Written request:
Locate the line that contains "If you could mark the red". Print it and every subsequent line through the final line of the records, exactly and only those.

--- BEGIN Provided records ---

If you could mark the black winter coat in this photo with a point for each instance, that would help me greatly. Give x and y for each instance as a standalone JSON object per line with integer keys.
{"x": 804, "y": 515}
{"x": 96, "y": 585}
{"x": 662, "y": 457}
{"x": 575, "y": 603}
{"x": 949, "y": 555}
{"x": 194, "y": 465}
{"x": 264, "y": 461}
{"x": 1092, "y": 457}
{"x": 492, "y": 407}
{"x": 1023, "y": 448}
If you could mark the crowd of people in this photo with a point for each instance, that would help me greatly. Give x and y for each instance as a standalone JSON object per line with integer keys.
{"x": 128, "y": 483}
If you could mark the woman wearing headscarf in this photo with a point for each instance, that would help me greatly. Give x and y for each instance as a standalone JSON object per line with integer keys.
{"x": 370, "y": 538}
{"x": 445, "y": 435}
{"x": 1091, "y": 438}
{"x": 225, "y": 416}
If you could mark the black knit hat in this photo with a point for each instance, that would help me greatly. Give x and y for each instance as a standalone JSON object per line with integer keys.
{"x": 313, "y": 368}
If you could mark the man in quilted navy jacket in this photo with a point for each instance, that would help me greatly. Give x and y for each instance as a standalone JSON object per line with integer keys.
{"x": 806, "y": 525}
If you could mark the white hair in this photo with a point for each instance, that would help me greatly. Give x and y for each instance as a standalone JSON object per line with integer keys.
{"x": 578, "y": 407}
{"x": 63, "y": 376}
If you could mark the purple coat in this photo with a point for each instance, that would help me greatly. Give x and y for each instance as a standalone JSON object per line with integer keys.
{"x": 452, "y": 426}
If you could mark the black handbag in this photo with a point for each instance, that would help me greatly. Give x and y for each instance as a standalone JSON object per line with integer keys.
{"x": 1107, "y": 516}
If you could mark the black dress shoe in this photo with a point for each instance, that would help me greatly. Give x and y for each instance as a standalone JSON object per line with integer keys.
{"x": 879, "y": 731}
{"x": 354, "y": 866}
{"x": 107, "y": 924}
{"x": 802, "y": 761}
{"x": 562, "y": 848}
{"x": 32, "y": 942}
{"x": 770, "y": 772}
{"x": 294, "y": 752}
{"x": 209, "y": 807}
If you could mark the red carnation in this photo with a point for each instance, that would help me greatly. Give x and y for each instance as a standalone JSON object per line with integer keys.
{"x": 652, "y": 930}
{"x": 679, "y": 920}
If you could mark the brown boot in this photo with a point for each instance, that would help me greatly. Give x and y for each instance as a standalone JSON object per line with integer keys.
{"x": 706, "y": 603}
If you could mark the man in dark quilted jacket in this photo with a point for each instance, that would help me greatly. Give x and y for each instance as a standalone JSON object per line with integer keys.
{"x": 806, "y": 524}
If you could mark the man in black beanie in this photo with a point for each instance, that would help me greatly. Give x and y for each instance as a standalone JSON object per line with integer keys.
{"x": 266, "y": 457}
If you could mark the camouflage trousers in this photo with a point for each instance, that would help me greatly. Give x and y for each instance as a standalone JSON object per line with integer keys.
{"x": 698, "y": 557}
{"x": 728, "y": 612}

--- END Provided records ---

Finished exercise:
If you could mark the red carnation in this photo with a point for each instance, that would help me greatly. Give x and y for each instance as a standalone JSON object per line with integer keys.
{"x": 652, "y": 930}
{"x": 679, "y": 920}
If you could mark the brown boot in this photo with a point for each instance, that would help me greatly. Give x and y for each instance as a standalone JSON object per line with integer keys.
{"x": 706, "y": 603}
If you could mark the man in dark quilted jacket in this photo with a point for each instance, that would help me greatly. Give x and y for each instance as a standalone JSON object per line with integer keys.
{"x": 806, "y": 524}
If you could mark the man in black beanie in this photo with a point for each instance, that would help me greatly. Give x and y for each instance as a standalone JSON object per line with integer keys.
{"x": 266, "y": 457}
If you could mark the camouflage trousers in this photo with a point for each instance, that would help me greatly. Give x and y for each instance as a standalone JSON object per line with integer keys.
{"x": 698, "y": 557}
{"x": 728, "y": 612}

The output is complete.